• _Objective_
Which lines in the entries below contain the word "dump"? Report each of those lines in full.

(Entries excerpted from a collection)
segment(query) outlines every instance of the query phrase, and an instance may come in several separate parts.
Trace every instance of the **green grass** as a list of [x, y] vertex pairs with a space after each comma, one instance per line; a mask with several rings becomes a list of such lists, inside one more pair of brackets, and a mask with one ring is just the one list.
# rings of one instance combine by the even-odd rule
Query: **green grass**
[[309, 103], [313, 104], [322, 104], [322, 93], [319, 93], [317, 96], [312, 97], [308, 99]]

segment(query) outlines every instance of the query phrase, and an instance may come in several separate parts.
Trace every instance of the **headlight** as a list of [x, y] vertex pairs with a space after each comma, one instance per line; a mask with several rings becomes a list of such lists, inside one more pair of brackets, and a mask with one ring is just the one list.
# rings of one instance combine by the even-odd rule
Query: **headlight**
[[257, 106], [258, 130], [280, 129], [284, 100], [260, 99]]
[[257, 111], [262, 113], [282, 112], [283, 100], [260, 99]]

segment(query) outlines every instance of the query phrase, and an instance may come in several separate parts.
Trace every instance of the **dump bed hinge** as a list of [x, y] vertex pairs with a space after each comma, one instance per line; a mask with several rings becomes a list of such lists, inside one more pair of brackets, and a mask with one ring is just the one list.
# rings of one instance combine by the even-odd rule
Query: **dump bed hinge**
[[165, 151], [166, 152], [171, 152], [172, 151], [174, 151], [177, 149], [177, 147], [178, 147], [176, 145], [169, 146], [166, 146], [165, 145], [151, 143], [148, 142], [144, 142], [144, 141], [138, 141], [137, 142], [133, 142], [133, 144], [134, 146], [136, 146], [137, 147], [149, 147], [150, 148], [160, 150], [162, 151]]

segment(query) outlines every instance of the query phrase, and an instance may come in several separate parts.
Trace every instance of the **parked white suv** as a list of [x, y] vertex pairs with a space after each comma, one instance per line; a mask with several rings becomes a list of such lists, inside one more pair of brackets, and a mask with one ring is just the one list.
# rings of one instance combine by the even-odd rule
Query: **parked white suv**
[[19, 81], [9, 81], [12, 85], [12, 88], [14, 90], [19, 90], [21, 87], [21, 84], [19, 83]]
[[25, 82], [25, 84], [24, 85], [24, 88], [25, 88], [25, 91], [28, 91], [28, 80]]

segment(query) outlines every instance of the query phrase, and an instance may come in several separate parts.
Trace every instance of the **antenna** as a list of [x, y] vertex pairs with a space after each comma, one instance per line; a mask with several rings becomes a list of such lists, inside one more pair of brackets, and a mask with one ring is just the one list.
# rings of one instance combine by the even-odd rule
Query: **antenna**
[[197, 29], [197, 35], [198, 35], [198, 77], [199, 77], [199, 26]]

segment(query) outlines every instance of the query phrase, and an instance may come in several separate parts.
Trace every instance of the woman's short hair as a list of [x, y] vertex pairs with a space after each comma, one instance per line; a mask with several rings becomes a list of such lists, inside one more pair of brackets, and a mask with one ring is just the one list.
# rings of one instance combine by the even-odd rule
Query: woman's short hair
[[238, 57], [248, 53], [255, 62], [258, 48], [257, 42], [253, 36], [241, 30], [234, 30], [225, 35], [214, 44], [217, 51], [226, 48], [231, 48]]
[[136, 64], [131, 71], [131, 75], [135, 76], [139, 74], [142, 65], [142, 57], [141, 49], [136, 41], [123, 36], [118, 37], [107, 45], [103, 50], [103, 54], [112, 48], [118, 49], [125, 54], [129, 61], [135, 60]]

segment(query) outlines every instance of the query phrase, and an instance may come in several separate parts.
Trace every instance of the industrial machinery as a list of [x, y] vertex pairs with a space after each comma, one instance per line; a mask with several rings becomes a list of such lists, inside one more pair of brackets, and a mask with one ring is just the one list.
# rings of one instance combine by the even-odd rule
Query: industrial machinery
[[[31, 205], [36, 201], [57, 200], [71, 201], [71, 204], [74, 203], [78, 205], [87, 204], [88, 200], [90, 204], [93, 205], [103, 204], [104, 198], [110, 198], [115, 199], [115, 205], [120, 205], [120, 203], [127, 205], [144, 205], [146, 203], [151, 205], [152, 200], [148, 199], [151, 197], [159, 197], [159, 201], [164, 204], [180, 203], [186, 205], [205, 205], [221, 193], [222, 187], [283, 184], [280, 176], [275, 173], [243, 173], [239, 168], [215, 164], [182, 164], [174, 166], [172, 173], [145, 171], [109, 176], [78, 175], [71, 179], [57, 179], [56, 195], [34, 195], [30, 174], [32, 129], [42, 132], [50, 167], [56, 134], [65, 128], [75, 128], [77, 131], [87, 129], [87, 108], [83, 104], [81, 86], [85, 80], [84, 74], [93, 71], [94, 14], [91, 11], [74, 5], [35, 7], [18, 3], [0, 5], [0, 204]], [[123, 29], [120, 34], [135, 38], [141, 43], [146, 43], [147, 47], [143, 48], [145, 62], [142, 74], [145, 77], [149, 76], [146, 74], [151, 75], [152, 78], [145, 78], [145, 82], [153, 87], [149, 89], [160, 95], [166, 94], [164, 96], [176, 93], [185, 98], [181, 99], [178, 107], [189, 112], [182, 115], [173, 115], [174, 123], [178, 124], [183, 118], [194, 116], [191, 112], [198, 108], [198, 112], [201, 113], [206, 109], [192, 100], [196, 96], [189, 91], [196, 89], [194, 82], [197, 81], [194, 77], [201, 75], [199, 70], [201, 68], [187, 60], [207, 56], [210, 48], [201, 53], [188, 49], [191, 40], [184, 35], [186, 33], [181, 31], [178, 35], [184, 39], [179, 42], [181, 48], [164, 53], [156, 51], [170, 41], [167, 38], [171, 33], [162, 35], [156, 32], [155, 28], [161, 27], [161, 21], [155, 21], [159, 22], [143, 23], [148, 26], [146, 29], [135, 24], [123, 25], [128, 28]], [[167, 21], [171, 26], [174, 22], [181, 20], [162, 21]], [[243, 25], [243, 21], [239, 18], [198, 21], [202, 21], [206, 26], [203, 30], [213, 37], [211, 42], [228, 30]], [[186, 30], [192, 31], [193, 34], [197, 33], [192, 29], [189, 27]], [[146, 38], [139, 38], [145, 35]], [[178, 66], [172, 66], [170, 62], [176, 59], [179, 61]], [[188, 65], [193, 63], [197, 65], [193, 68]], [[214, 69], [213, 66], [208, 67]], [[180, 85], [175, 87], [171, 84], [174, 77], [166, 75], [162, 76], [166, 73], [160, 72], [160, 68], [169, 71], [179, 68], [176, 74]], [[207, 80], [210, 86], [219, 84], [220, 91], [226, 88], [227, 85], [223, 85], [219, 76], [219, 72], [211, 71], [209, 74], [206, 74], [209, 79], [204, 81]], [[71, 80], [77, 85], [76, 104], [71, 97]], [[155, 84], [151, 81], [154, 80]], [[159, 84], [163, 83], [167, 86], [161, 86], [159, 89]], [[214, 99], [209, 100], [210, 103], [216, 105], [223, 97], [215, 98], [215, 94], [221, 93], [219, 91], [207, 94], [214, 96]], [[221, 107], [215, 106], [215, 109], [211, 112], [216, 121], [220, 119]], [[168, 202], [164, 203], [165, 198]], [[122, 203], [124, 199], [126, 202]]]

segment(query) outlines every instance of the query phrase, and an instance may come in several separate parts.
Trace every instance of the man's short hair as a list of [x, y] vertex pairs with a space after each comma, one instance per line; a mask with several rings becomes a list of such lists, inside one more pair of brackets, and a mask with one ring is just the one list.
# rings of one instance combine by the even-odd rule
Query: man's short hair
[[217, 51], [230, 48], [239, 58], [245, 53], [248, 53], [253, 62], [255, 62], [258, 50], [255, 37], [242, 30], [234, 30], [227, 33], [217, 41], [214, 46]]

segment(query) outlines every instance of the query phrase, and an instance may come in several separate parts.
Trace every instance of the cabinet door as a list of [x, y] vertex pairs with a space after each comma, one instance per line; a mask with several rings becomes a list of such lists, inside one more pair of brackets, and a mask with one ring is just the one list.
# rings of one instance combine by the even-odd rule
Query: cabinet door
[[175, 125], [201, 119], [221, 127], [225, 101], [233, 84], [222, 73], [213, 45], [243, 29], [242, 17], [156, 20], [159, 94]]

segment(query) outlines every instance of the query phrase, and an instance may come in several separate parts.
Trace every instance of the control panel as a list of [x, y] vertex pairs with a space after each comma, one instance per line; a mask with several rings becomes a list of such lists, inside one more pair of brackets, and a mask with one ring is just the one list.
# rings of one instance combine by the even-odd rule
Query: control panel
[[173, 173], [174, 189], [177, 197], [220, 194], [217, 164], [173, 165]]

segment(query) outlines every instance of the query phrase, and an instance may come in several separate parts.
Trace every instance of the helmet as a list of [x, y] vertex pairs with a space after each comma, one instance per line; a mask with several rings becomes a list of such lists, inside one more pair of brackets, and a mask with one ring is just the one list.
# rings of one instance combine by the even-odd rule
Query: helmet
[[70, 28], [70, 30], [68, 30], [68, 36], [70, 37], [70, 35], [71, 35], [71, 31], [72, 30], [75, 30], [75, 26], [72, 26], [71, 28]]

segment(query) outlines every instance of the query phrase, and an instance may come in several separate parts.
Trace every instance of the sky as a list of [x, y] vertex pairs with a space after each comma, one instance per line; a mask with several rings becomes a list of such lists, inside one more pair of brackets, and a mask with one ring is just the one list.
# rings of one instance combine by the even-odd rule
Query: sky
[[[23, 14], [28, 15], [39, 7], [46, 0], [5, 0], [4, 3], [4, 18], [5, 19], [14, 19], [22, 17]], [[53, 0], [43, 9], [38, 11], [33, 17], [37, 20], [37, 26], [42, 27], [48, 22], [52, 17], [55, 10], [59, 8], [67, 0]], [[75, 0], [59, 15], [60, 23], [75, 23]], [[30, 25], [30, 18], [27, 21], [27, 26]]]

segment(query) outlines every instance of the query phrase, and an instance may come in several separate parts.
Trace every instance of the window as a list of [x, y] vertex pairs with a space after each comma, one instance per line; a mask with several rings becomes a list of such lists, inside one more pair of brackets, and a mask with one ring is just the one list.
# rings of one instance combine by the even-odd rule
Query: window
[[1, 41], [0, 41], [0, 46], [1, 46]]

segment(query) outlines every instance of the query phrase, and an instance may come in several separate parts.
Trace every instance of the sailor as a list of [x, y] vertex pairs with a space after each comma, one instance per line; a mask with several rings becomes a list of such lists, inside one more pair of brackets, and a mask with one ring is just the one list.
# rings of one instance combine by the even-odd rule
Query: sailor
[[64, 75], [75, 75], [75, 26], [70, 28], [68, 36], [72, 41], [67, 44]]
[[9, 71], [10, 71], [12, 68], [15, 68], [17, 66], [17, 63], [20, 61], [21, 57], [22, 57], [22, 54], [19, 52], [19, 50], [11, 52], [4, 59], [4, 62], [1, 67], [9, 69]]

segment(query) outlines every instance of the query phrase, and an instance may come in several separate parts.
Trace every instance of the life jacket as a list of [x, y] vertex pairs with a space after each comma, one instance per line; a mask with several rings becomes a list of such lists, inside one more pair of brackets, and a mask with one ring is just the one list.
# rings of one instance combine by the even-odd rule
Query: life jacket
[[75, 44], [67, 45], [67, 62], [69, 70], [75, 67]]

• _Answer in full_
Trace every instance of the **dump bed hinge** as a list of [x, y] vertex pairs with a space after each comma, one instance per line; a mask with several rings becomes a list of such lists, inside one more pair of brackets, and a mask with one ring is just the one list.
Query: **dump bed hinge**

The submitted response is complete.